● **What is asked**
Reproduce every line of the data below word for word, from the first line through the last.

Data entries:
########################################

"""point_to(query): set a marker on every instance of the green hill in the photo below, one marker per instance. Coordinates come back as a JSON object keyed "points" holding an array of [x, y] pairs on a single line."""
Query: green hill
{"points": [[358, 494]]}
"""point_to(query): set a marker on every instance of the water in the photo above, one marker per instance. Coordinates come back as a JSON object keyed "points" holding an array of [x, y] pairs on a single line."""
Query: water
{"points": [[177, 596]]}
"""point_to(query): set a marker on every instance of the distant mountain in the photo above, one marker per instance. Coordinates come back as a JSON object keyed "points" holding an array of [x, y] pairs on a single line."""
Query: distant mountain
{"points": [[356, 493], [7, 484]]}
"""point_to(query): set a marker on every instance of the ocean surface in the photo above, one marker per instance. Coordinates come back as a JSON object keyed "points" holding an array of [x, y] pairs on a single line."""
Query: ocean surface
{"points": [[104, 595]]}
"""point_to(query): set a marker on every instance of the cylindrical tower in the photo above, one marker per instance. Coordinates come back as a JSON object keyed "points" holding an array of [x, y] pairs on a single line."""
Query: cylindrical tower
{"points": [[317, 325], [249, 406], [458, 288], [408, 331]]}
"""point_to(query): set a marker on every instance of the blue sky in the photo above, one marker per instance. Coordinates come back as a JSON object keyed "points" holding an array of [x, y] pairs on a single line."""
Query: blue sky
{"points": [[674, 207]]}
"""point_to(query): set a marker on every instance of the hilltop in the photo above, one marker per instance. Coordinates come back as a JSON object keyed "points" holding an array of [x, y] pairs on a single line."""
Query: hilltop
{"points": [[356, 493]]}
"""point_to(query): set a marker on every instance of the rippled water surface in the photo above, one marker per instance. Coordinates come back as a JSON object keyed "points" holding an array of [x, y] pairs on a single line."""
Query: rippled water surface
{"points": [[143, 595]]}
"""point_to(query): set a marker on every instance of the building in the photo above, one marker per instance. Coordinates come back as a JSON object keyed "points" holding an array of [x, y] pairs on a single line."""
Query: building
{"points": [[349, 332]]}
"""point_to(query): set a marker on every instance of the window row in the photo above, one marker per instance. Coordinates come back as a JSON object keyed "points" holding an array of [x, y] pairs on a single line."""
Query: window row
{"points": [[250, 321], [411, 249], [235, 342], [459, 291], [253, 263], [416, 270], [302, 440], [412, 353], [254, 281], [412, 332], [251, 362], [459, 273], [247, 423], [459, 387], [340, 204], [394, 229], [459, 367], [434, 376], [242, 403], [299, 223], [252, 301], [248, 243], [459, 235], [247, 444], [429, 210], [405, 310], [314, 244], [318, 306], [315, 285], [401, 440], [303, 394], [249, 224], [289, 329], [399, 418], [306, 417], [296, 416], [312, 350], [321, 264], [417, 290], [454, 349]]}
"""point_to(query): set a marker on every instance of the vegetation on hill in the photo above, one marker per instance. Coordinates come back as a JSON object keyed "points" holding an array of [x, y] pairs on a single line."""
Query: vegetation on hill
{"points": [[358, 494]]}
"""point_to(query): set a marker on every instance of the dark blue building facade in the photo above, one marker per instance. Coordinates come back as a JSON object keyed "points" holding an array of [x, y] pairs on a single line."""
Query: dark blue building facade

########################################

● **Completed exercise**
"""point_to(query): set a marker on every instance of the green hill in the photo below, one marker per instance. Coordinates come back as a JSON object keyed "points" holding an array of [x, y] pairs on a single line."""
Query: green hill
{"points": [[358, 494]]}
"""point_to(query): set a marker on every instance of the water in the photo above, one marker per instance. Coordinates come back as a JSON object keyed "points" holding an array of [x, y] pairs on a single line."""
Query: water
{"points": [[177, 596]]}
"""point_to(query): set a marker on every instance of the distant mountain in the photo above, one marker per instance. Coordinates come back as a JSON object keyed "points" holding an array of [x, y] pairs on a single line."""
Query: distant mountain
{"points": [[356, 493], [7, 484]]}
"""point_to(query): set a marker on every instance of the ocean surface in the photo above, one marker per instance. Coordinates come back as a JSON object keyed "points" holding an array of [x, y] pairs on a single line."""
Query: ocean surface
{"points": [[104, 595]]}
"""point_to(query): set a marker on every instance of the cylindrical tower in the photo above, one marker per instance. Coordinates come back as a JSON object keyed "points" holding an array of [x, y] pairs on a single line."""
Query: cylindrical tower
{"points": [[317, 325], [249, 406], [458, 288], [408, 331]]}
"""point_to(query): set a marker on every instance of the blue sky in the photo above, one marker per instance. Coordinates come back as a JSON object keyed "points" holding an array of [x, y] pairs on a single line."""
Query: blue sky
{"points": [[674, 207]]}
"""point_to(query): set a marker on every instance of the hilltop in the photo above, one marker per instance. Coordinates come back as a JSON object keyed "points" holding an array of [x, y] pairs on a single line."""
Query: hilltop
{"points": [[356, 493]]}
"""point_to(query): set a marker on every instance of the rippled water surface in the photo above, one marker per instance. Coordinates come back as a JSON object keyed "points" holding an array of [x, y] pairs on a single line."""
Query: rippled water surface
{"points": [[143, 595]]}
"""point_to(query): set a marker on every instance of the building in the photo above, one marker per instance. Coordinates come back as a JSON object keyed "points" holding an array of [x, y] pairs on a single line."""
Query: building
{"points": [[349, 332]]}
"""point_to(query): set a marker on every instance of the window row in the photo above, one marker per instance. Coordinates come back as a JSON object keyed "points" holding an array of [x, y] pairs on a single line."""
Query: window row
{"points": [[250, 321], [411, 249], [235, 342], [459, 291], [253, 263], [416, 270], [302, 440], [412, 353], [254, 281], [412, 332], [251, 362], [459, 273], [247, 423], [459, 387], [340, 204], [394, 229], [459, 367], [434, 376], [242, 403], [299, 223], [252, 301], [248, 243], [459, 235], [247, 444], [429, 210], [405, 310], [314, 244], [318, 306], [315, 285], [401, 440], [303, 394], [249, 224], [289, 329], [399, 418], [306, 417], [296, 416], [312, 350], [321, 264], [417, 290], [454, 349]]}
"""point_to(query): set a marker on every instance of the vegetation on hill in the photo above, one marker per instance. Coordinates come back as a JSON object keyed "points" holding an array of [x, y] pairs on a single line."""
Query: vegetation on hill
{"points": [[358, 494]]}
"""point_to(query): set a marker on every instance of the dark blue building facade in the photo above, one marker per instance. Coordinates come back as a JSON object keyed "points" holding an array of [x, y] pairs on a single line."""
Query: dark blue building facade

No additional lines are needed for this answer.